**Problem details:** Please rewrite every one of the entries below, swapping "drop a dot" for "place a marker" wherever it occurs and leaving everything else unchanged.

**Records:**
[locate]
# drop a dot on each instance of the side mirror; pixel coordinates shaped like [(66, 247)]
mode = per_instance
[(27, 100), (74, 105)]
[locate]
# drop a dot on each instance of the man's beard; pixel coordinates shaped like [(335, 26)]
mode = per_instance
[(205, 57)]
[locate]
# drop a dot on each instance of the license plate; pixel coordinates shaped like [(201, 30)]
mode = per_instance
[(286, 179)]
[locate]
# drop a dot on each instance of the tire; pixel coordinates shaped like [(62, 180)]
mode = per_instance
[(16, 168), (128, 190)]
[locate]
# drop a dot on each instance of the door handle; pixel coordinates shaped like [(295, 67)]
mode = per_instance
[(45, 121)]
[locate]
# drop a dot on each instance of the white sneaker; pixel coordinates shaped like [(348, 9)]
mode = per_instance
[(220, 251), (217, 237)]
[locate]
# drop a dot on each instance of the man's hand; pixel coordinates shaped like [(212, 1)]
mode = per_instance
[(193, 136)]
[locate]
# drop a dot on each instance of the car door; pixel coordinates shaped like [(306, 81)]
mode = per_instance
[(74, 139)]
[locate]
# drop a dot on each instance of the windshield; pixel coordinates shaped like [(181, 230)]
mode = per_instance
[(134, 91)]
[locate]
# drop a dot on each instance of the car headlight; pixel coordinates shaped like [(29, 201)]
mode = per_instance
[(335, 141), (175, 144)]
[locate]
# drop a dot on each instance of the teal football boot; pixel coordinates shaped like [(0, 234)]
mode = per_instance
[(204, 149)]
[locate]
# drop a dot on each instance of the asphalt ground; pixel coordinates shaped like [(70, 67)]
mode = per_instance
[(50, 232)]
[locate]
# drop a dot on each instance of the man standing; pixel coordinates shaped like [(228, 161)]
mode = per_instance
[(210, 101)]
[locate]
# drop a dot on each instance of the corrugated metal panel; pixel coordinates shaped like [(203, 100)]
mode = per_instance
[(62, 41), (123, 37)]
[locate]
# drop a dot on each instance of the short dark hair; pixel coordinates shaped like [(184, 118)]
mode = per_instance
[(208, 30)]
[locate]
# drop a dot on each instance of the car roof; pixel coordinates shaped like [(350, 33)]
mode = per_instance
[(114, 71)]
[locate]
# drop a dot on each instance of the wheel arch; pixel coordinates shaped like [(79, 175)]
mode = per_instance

**Task answer:**
[locate]
# place a marker on each instance of the side mirror; pixel coordinates shaped like [(66, 247)]
mode = per_instance
[(27, 100), (74, 105)]
[locate]
# place a marker on each instance of the man's beard; pixel coordinates shaped like [(335, 26)]
mode = per_instance
[(205, 57)]
[locate]
# place a marker on each instance of the license plate; pixel coordinates shaped like [(201, 30)]
mode = per_instance
[(286, 179)]
[locate]
# place a marker on each instance of the tire; pixel coordinates shaped like [(62, 180)]
mode = per_instance
[(16, 168), (128, 190)]
[locate]
# place a marker on each instance of the door handle; pixel coordinates shaped like [(295, 67)]
mode = per_instance
[(45, 121)]
[locate]
# place a marker on each instance of the white sneaker; pixel coordinates shaped like [(348, 9)]
mode = per_instance
[(220, 251), (217, 237)]
[locate]
# place a marker on each instance of the man's hand; pixel coordinates shaped like [(212, 1)]
mode = per_instance
[(193, 136)]
[locate]
# place a marker on each instance of the car door; pixel coordinates shaped like [(306, 81)]
mode = per_instance
[(74, 139)]
[locate]
# place a marker on each instance of the windshield; pixel coordinates shaped like [(181, 230)]
mode = per_instance
[(134, 91)]
[locate]
# place a marker on each instance of the car headlight; pixel coordinates shaped like [(29, 201)]
mode = per_instance
[(335, 141), (175, 144)]
[locate]
# place a marker on each instance of the teal football boot; pixel coordinates shaped like [(0, 234)]
mode = per_instance
[(204, 149)]
[locate]
# place a marker on each instance of the asphalt ground; pixel coordinates shaped like [(70, 67)]
mode = per_instance
[(50, 232)]
[locate]
# place a marker on each instance of the man standing; pixel coordinates shaped like [(228, 161)]
mode = per_instance
[(210, 101)]
[locate]
# place a marker on each instance of the corrugated metal panel; pixel coordinates shaped like [(203, 100)]
mode = per_instance
[(62, 41), (123, 37)]
[locate]
# place a marker on each instance of the short dark hair; pixel coordinates shaped like [(184, 118)]
mode = per_instance
[(208, 30)]
[locate]
# place a marker on each instance of the car roof; pixel coordinates shaped like [(350, 33)]
mode = per_instance
[(114, 71)]
[locate]
# place a marker on each instance of the wheel arch; pixel coordinates shaped like [(79, 175)]
mode = per_instance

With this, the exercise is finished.